◆ TASK REQUIREMENTS ◆
Return the records below from the line containing "Pointing guideline: for each instance of the cucumber" onward, exactly, through and including the last line.

[DATASET RECORDS Boundary: Start]

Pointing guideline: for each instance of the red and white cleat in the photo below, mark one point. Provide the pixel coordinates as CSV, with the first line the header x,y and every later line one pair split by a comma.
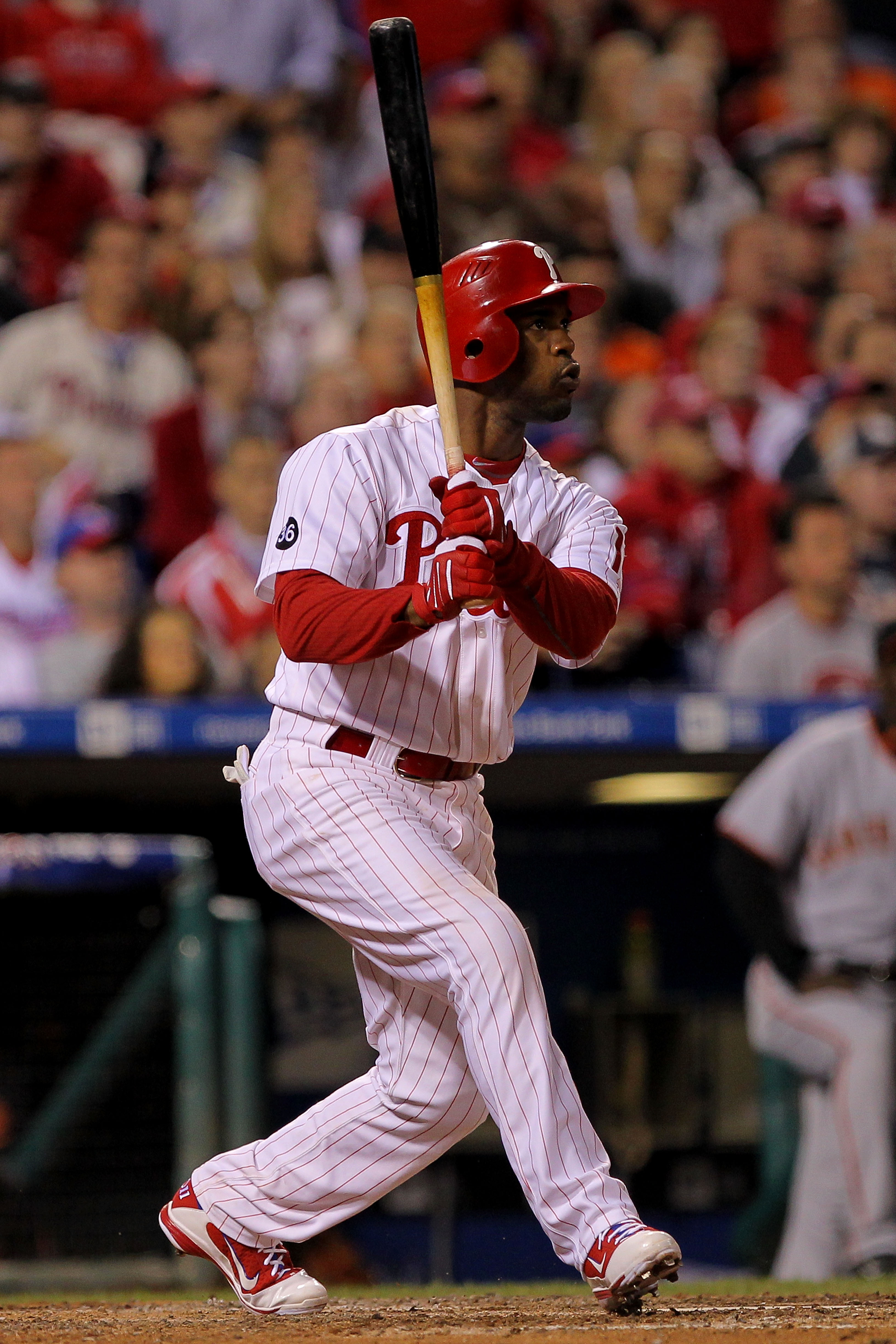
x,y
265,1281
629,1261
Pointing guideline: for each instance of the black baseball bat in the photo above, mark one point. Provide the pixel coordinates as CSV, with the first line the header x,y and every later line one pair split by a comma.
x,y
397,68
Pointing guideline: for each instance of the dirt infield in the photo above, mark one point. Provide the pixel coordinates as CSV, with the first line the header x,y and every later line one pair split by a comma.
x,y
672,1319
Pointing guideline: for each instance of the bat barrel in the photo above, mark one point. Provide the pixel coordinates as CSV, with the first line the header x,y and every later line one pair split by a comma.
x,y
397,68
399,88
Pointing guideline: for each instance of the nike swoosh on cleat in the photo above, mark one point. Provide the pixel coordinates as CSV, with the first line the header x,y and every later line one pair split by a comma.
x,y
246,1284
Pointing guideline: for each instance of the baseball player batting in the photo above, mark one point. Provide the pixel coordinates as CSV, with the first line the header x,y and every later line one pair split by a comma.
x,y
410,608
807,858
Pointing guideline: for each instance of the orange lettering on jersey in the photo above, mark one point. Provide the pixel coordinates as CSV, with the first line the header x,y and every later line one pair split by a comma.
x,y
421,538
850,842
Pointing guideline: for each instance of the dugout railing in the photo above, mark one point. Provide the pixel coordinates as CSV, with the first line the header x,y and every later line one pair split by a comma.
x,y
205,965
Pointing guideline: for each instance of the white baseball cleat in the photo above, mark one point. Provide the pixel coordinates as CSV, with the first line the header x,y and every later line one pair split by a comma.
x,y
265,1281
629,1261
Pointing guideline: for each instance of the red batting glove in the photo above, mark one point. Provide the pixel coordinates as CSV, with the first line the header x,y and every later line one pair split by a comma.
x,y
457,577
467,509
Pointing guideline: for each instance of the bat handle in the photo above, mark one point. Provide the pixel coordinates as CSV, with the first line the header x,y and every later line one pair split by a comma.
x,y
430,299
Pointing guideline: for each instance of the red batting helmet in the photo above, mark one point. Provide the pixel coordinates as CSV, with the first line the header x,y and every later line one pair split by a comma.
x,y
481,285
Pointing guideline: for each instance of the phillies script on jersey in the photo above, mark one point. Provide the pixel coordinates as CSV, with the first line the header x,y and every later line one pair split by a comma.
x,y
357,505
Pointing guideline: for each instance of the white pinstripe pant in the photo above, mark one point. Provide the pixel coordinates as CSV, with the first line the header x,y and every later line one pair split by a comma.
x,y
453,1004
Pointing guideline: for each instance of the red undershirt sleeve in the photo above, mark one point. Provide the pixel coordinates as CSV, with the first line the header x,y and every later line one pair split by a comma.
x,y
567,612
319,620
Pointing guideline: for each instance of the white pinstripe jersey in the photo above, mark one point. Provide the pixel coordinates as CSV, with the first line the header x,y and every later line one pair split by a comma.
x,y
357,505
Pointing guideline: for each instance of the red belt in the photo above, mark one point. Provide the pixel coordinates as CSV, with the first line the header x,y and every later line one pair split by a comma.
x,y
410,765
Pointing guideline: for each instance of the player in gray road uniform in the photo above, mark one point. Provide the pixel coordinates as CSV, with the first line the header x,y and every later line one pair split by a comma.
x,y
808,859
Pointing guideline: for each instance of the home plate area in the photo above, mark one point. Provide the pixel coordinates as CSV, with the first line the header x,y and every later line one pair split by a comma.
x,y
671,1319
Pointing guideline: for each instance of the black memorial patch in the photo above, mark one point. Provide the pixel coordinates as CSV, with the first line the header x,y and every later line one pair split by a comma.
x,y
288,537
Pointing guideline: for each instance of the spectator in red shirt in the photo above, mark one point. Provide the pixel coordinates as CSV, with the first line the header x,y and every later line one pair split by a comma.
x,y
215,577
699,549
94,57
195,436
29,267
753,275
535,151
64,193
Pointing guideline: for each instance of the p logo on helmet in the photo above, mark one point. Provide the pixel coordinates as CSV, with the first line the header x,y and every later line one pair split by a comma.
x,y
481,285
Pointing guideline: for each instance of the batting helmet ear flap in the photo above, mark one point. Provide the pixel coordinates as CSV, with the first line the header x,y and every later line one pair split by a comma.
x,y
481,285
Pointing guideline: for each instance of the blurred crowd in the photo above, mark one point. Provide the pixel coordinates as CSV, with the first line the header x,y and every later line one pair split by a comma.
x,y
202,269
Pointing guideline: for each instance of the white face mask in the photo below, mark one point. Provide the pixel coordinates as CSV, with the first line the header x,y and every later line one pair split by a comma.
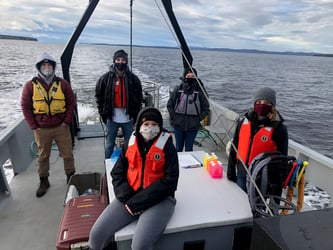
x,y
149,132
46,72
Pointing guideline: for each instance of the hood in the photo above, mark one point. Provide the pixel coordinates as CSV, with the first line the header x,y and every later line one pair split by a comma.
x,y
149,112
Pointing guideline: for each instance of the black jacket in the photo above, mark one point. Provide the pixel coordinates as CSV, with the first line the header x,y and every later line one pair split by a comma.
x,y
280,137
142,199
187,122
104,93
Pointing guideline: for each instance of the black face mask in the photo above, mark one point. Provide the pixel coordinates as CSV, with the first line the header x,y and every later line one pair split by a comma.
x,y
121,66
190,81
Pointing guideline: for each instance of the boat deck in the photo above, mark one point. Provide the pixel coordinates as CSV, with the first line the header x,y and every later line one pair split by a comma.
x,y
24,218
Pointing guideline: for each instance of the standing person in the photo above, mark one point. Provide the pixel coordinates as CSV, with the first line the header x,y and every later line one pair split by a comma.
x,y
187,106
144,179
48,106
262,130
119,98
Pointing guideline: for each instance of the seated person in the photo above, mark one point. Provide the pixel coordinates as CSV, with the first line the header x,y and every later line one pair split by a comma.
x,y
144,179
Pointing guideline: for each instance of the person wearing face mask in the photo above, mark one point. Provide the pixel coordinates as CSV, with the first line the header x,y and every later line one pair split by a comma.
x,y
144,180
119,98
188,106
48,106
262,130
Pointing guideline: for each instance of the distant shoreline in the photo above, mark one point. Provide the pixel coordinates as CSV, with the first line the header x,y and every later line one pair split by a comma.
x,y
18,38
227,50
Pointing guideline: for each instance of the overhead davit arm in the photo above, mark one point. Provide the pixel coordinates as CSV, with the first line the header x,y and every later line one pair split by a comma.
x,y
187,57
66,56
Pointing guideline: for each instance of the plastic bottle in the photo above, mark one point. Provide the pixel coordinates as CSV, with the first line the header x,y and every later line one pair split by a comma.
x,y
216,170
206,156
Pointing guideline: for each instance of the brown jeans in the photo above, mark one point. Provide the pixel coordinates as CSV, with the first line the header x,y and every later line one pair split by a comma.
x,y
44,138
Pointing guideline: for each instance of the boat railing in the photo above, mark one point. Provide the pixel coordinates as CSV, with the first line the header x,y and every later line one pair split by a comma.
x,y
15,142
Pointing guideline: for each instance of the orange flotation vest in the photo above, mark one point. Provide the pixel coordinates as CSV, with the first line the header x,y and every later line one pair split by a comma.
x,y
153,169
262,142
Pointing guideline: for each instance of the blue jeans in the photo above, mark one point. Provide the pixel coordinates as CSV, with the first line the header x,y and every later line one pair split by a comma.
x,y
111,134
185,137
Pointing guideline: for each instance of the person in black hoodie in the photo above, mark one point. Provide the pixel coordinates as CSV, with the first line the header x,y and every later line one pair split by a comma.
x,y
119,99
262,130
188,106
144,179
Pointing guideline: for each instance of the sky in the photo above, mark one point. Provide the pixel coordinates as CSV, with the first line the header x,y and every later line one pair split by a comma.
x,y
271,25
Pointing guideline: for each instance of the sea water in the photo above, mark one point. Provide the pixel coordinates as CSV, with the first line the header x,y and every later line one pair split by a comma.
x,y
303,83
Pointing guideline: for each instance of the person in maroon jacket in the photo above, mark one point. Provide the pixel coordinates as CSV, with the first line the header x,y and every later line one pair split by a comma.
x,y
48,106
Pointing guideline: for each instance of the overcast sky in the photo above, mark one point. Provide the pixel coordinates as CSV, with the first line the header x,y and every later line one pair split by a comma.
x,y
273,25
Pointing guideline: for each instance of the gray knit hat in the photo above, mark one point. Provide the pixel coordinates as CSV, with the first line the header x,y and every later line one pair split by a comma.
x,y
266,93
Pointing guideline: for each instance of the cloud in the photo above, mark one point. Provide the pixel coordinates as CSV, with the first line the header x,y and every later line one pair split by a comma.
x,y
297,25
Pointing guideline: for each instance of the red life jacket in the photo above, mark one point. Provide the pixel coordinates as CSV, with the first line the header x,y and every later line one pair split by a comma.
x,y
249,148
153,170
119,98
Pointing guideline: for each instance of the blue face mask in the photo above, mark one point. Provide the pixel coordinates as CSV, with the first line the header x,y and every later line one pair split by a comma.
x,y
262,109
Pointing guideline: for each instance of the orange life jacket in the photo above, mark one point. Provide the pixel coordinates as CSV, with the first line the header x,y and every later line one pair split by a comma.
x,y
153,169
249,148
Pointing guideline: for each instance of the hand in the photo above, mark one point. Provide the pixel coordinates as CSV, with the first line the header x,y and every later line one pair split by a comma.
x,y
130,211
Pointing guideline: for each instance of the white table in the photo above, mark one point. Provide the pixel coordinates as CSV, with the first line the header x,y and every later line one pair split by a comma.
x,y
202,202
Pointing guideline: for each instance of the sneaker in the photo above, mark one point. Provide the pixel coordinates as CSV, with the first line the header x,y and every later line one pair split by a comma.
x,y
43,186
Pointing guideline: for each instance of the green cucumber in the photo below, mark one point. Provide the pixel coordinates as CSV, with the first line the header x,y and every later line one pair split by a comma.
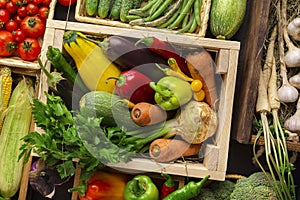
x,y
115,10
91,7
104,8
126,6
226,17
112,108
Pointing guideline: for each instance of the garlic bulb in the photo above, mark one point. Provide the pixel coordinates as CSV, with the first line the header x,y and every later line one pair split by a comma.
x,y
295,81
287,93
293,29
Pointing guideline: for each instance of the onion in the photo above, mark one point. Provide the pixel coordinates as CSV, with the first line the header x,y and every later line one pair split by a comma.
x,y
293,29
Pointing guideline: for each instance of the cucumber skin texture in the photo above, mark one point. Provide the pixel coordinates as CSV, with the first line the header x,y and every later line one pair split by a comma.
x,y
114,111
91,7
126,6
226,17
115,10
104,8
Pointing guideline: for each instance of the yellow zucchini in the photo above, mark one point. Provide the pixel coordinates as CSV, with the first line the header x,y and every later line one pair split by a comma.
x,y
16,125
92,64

[DATASET RECORDS Boundary: End]

◆ WRITTEN RESPONSE ◆
Pointing guideline: for each instance of the cucumber skin texture in the photo above, mark one point. Provide the pixel coordinates as CSV, with the first line the header x,y and every later line one pair split by a comma.
x,y
114,111
91,7
126,6
226,17
115,10
104,8
Pointing guideline: for each instance of the yellow zucchini in the photo above, mark one point. Provide the pixel coordinates as CSV, with the first line the header x,y and every later line one pair split by a comma.
x,y
16,125
92,64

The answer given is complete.